Was ist, wenn Du Deine alte Grafikkarte wieder einbaust? Läuft dann Dein Rechner wieder problemlos?


----------



## C.Bird (11. April 2002)

irgentwer hat mir mal gesagt das Win soviel ram unterstützt prober mal nur mit der hälfte ram!
was andres wüsst ich auch nicht!


----------



## goela (11. April 2002)

Win98 unterstützt maximal 512MB! Bei Win95 ist es noch weniger!
An den Vorschlag den Speicher zu reduzieren habe ich auch schon gedacht! Aber er schreibt ja, seit er seine neue Grafikkarte eingebaut hat "kackt" sein Rechner ab!

Also Vorschlag: Alte Grafikkarte einbauen und prüfen, ob der Fehler noch Auftritt! Falls nicht, dann ist Grafikkarte defekt oder nicht kompatibel (möglicherweise Problem AGP-Version Board->Grafikkarte)

Aufgaben
(a) Liste alle Sätze aus dem Auszug zum Grafikkartenproblem auf, die mit einem Ausrufezeichen enden.
(b) Greif den Auszug zum Grafikkartenproblem bitte nach seinem letzten Satz wieder auf und führe ihn fort.

Angezeigte Daten
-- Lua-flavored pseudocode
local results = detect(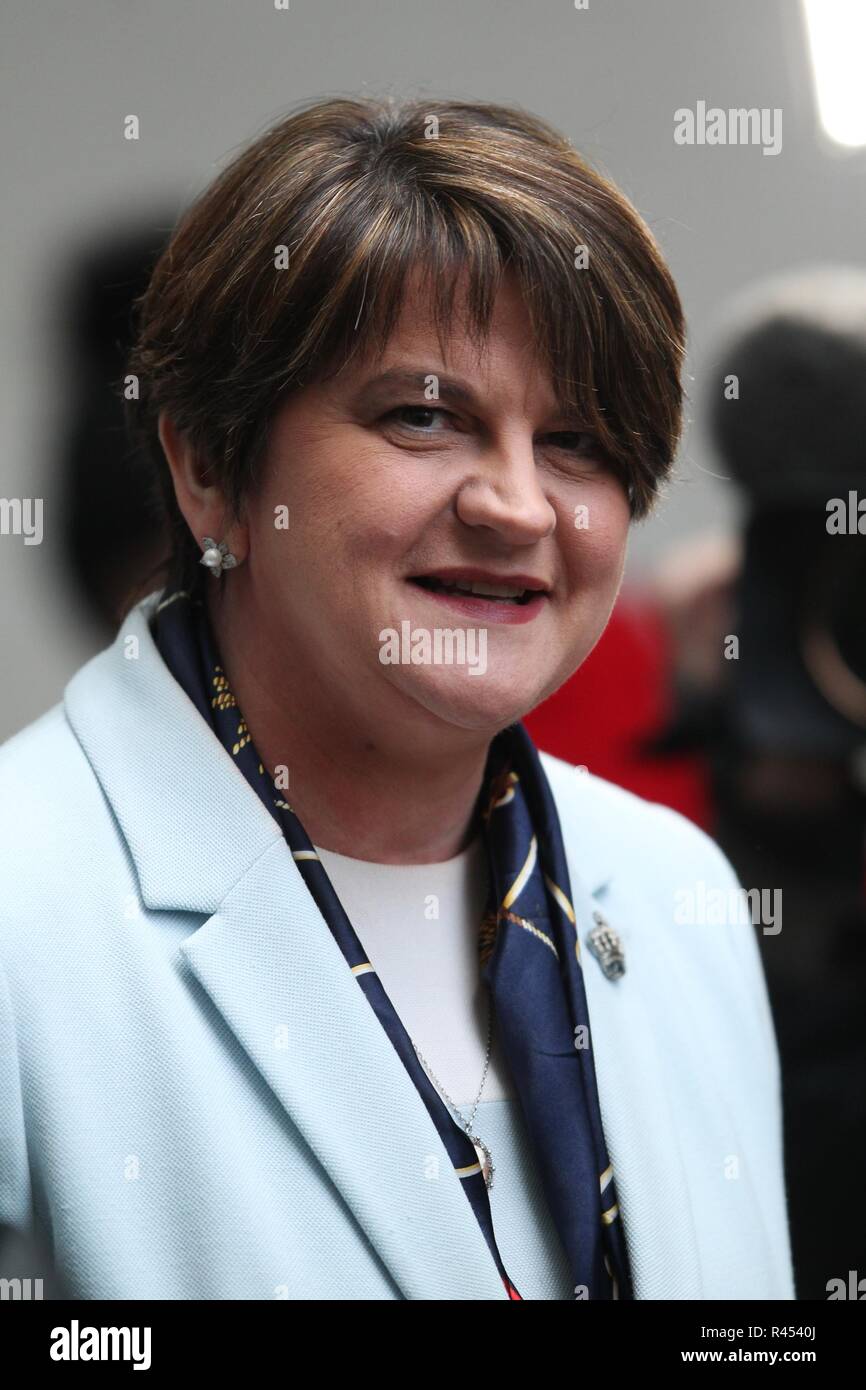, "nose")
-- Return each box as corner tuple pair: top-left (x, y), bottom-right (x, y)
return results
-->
(456, 436), (556, 545)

Lösungen
(a)
- irgentwer hat mir mal gesagt das Win soviel ram unterstützt prober mal nur mit der hälfte ram!
- was andres wüsst ich auch nicht!
- Win98 unterstützt maximal 512MB!
- Bei Win95 ist es noch weniger!
- An den Vorschlag den Speicher zu reduzieren habe ich auch schon gedacht!
- Aber er schreibt ja, seit er seine neue Grafikkarte eingebaut hat "kackt" sein Rechner ab!
- Also Vorschlag: Alte Grafikkarte einbauen und prüfen, ob der Fehler noch Auftritt!

(b)
----------



## C.Bird (11. April 2002)

stimmt....dann fällt mir auch nix mehr ein..
wünsch dir noch viel Glück


----------



## goela (11. April 2002)

Dass wünsche ich ihm auch!


----------



## biggi@aodt (21. April 2002)

*ähnliches hatte ich auch*

soetwas in der art hatte ich auch hatte nur das falsche ram eingebaut dann kam es zu solchen abstürtzen. Win 2000 ist dann auch bei der installation abgekackt. vielleicht hast ja einen defekten rambaustein? oder dein board unterstützt net soviel ram (es sollten ausserdem immer entsprechend gleich große rambausteine sein ;-)) Aber wenns mit der alten graka wieder läuft keinen plan !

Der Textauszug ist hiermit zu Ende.